**Activity:** Could you retype exactly the lines running from the line with "Wildlife-tally tagging: find every instance of the black sock" to the end of the data, both included, and nothing else?

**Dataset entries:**
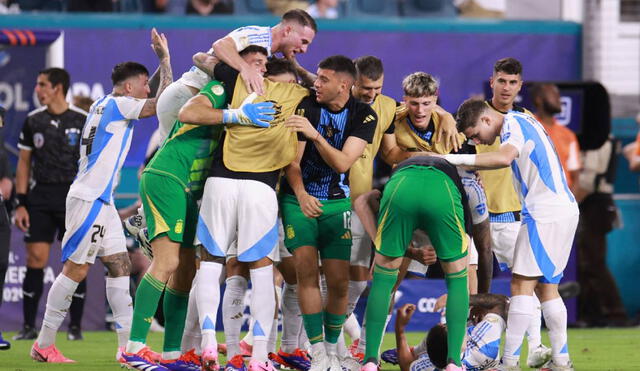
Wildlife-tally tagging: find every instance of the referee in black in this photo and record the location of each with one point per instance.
(49, 152)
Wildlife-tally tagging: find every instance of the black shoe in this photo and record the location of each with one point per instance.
(74, 333)
(27, 333)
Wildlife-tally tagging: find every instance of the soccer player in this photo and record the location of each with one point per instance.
(502, 199)
(550, 216)
(315, 204)
(443, 214)
(49, 152)
(170, 187)
(482, 345)
(93, 227)
(239, 210)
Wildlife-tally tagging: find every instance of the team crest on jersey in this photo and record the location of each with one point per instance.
(291, 234)
(38, 140)
(73, 136)
(179, 226)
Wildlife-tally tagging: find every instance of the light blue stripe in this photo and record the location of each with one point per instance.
(72, 243)
(263, 247)
(204, 236)
(540, 254)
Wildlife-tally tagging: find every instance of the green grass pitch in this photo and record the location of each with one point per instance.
(591, 349)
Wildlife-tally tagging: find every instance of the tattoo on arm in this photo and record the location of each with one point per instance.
(117, 265)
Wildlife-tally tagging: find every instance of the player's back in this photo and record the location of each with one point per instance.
(537, 172)
(106, 138)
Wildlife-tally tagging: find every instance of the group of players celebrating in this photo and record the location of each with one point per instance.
(258, 170)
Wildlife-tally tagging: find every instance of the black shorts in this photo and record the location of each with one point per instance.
(46, 207)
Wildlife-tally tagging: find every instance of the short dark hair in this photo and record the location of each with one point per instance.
(57, 76)
(279, 66)
(339, 63)
(510, 66)
(301, 17)
(254, 49)
(124, 70)
(468, 113)
(369, 67)
(437, 347)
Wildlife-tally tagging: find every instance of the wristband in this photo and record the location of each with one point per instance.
(21, 200)
(465, 160)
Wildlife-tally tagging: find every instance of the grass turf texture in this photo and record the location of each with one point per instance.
(590, 349)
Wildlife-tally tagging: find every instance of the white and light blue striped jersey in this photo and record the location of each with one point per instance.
(481, 350)
(537, 173)
(106, 138)
(242, 37)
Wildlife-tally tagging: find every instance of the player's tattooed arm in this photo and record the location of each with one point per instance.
(117, 265)
(161, 48)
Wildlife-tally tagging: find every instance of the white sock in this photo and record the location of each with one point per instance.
(58, 303)
(120, 301)
(208, 299)
(555, 316)
(520, 309)
(191, 336)
(534, 339)
(263, 303)
(232, 313)
(273, 337)
(291, 319)
(352, 327)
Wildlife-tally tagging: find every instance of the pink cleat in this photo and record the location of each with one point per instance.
(255, 365)
(370, 366)
(245, 349)
(50, 354)
(210, 359)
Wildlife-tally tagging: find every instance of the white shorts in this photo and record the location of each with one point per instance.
(169, 104)
(542, 249)
(239, 210)
(360, 243)
(473, 253)
(477, 199)
(93, 228)
(503, 242)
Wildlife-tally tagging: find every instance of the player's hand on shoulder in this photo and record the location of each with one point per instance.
(301, 124)
(159, 44)
(311, 207)
(253, 80)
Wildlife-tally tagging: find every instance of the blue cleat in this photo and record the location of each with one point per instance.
(390, 356)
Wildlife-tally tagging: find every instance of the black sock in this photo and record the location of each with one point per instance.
(77, 304)
(31, 292)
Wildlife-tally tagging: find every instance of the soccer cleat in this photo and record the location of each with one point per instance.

**Response:**
Wildlife-tally tagging: find every instance of the black sock in this photo and record the location of each with one point per instance.
(77, 304)
(31, 292)
Wildlife-tally tagging: find every instance of the soccer cleat in this photo and record the location of each with one point per instance.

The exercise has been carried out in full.